Aim of the task: Put each line of the entries below into a JSON list of strings, one string per line, skipping blank lines and leaving out the pictures.

The data:
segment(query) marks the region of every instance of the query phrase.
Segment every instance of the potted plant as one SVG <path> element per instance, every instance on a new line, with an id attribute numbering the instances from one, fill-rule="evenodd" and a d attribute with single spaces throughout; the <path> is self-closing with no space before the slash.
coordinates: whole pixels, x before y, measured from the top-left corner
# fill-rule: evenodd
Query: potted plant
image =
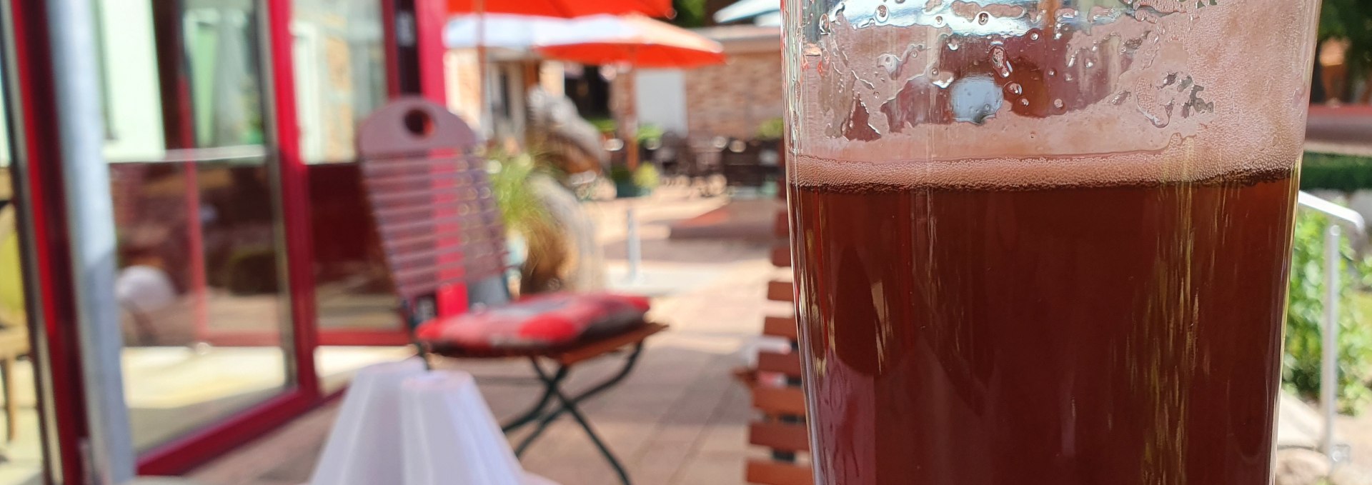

Output below:
[
  "segment(query) marks the region of every instance of the query phrase.",
  "Segment every instance of the potted plant as one SVG <path> element per instance, every instance on a new line, with an id attribute numbering the instances from one, fill-rule=\"evenodd\" and a d attribute with single spaces throughout; the <path> is self-closing with no space before the slash.",
  "coordinates: whole pixels, x before y, measured from the top-left corner",
  "# fill-rule: evenodd",
  "Query: potted plant",
  "image ="
]